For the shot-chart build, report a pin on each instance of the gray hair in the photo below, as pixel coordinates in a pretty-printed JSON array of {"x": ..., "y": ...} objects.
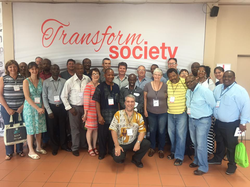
[
  {"x": 130, "y": 96},
  {"x": 158, "y": 70}
]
# # # # #
Would you restate the records above word for word and exclude the pictures?

For the shot-chart build, report a pin on each instance of the gray hair in the photo below, as pixel coordinates in a pretty-printed JSON array of {"x": ..., "y": ...} objects.
[
  {"x": 130, "y": 96},
  {"x": 158, "y": 70}
]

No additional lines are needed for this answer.